> **GIVEN PROBLEM A**
Return, word for word, the part of the review of Compass that opens with the words containing "The friction between" and closes with "source of drollery.".

* begin PASSAGE GIVEN *

Compass brings about the collision of the South and the North, the spirit and the body, the idea of survival and its spartan reality. In the Arctic, an anonymous writer, dubbed ‘Guy’ by his local Inuit guide, sets out to glimpse The Edge for himself. Where the ocean seeps into the sky, he hopes to blur the gap inside him. But what he ends up enduring there leaves him permanently inverted.
Despite the severity of the world Guy slips into, the novel itself is truly, shockingly funny. This ambush firmly dislodges expectation from reality, enhancing the ambiguity of the events to come. Suffice to say, his comical outlook on life — forever chasing its prime — is filled with enough zingers to startle a squeal out of the most somber reader.
The friction between the protagonist and the tedium of life in the Arctic gives way to a memorable account of insomnia. The state he’s in is as relentless as it is disorienting, and leaves him floundering through several insanity-driven impulses.
The protagonist’s focus on the suspension of time produces a tale that is as amusing as it is tinged with despair, foreshadowing a fierce overlap of sensation. And there’s a certain ingenuity in Lee’s treatment of time. Handled differently across cultures, it’s nevertheless an abstract notion that we have all sought to subdue with logic.
By wrapping the narrative around the Inuit community’s unique interaction with time, the author allows an unfamiliar land to appear accessible. What’s more, the cultural clashes rocking Guy’s frame stir the muteness of the land, turning his imprint into a neverending source of drollery.

* end PASSAGE GIVEN *
* begin LISTED ENTRIES *

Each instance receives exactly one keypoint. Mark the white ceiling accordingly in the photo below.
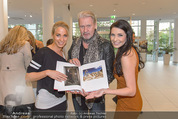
(149, 9)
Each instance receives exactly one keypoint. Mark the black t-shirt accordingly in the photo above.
(45, 59)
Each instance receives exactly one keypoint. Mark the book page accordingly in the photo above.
(93, 76)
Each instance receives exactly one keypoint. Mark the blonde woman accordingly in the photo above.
(15, 56)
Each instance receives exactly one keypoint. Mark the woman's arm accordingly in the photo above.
(35, 76)
(128, 65)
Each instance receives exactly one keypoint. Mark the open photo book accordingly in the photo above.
(89, 77)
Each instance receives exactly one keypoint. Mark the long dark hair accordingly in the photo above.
(126, 48)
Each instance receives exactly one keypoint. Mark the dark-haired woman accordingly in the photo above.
(126, 67)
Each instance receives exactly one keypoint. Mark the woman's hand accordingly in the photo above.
(95, 94)
(56, 75)
(75, 61)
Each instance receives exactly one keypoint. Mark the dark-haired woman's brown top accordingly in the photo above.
(129, 103)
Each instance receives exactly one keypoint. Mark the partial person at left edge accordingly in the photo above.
(42, 69)
(35, 44)
(16, 94)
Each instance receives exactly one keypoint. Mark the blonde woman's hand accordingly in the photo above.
(83, 93)
(95, 94)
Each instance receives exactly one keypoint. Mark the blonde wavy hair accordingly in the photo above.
(14, 40)
(32, 41)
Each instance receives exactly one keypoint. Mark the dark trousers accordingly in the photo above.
(96, 112)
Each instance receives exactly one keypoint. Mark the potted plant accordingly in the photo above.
(167, 49)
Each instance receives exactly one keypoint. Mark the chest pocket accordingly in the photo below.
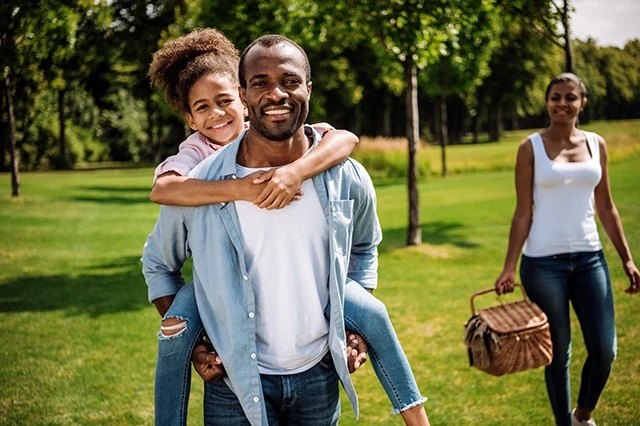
(340, 225)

* end LISTED ENTRIES *

> **GIVEN PROBLEM B**
Select and copy every line of the records above that holds the word "woman".

> **EXERCISE SOLUTION A**
The friction between the protagonist and the tedium of life in the Arctic gives way to a memorable account of insomnia. The state he’s in is as relentless as it is disorienting, and leaves him floundering through several insanity-driven impulses.
The protagonist’s focus on the suspension of time produces a tale that is as amusing as it is tinged with despair, foreshadowing a fierce overlap of sensation. And there’s a certain ingenuity in Lee’s treatment of time. Handled differently across cultures, it’s nevertheless an abstract notion that we have all sought to subdue with logic.
By wrapping the narrative around the Inuit community’s unique interaction with time, the author allows an unfamiliar land to appear accessible. What’s more, the cultural clashes rocking Guy’s frame stir the muteness of the land, turning his imprint into a neverending source of drollery.

> **EXERCISE SOLUTION B**
Each instance receives exactly one keypoint. Mark the blonde woman accordingly in the photo above.
Each instance receives exactly one keypoint. Mark the woman's arm accordingly in the photo above.
Each instance receives exactly one keypoint. Mark the dark-haired woman accordingly in the photo above.
Each instance receives exactly one keypoint. Mark the woman's hand accordingly in the photo above.
Each instance receives exactly one keypoint. Mark the dark-haired woman's brown top accordingly in the photo above.
Each instance receives exactly one keypoint. Mark the blonde woman's hand accordingly in the photo above.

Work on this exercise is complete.